• [MATERIAL FOR THIS EXERCISE]:
>>>>

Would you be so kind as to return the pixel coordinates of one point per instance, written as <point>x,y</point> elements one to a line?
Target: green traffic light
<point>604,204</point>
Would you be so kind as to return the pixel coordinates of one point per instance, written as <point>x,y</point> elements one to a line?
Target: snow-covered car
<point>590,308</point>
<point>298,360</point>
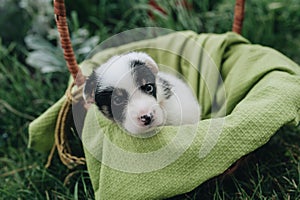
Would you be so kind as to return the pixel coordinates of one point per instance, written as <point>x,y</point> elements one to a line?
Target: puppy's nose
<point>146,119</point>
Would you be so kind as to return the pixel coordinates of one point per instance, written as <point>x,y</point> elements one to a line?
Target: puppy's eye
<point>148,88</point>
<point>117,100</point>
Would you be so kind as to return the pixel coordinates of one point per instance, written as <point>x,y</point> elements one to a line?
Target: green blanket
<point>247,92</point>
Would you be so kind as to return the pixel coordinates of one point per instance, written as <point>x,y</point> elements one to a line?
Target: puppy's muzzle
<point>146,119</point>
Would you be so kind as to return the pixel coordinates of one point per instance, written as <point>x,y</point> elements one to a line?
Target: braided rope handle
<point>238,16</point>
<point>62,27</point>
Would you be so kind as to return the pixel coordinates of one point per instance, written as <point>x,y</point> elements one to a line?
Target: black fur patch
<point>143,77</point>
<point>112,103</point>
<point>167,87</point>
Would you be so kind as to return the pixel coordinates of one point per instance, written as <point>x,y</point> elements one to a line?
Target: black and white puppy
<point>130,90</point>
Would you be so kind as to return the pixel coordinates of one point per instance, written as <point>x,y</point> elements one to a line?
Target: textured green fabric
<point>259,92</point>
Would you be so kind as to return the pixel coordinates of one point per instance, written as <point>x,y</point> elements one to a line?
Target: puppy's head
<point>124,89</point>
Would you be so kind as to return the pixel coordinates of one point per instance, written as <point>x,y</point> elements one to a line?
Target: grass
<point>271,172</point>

<<<<

Copy the listing above verbatim, leaving out pictures.

• [RESPONSE AREA]:
Would you be so kind as to return the pixel coordinates of one point per instance, written as <point>x,y</point> elements one to a line?
Target: green traffic light
<point>604,204</point>
Would you be so kind as to return the pixel coordinates of one point per instance, written as <point>x,y</point> elements one to a line?
Target: snow-covered car
<point>590,308</point>
<point>298,360</point>
Would you be so kind as to return the pixel coordinates of one point per instance, written as <point>x,y</point> elements one to a line?
Target: puppy's nose
<point>146,119</point>
Would you be so kind as to return the pixel coordinates of one point per instance, written as <point>x,y</point> elements one to a line?
Target: puppy's eye
<point>148,88</point>
<point>117,100</point>
Would you be so kind as to return the pixel coordinates of one point per instance, written as <point>x,y</point> elements one to a line?
Target: green blanket
<point>247,92</point>
Would you be so kind as to return the pixel coordinates of one point per instance, written as <point>x,y</point> elements one to a line?
Target: puppy's muzzle
<point>146,119</point>
Would you be so kind as to return the pixel coordinates of one point per instance, written as <point>x,y</point> elements one to a line?
Target: braided rope handle
<point>238,16</point>
<point>62,27</point>
Would you be so kind as to return the pixel coordinates of one point per instance, written as <point>x,y</point> elements one to a line?
Target: black fur patch
<point>143,77</point>
<point>112,103</point>
<point>167,87</point>
Would you be so kind as to return the pixel coordinates of one point per instance, written as <point>x,y</point> elements one to a line?
Target: black and white puppy
<point>130,90</point>
Would you be so kind as to return the pixel coordinates of one point per instance, written as <point>x,y</point> elements one to a line?
Target: textured green fabric
<point>259,92</point>
Would you be so kind as to return the pixel coordinates of one point per instance, written as <point>x,y</point> elements one to a line?
Target: puppy's head
<point>124,89</point>
Would you be so kind as to return the pixel coordinates of one point per instance, written as <point>x,y</point> elements one to a line?
Target: grass
<point>271,172</point>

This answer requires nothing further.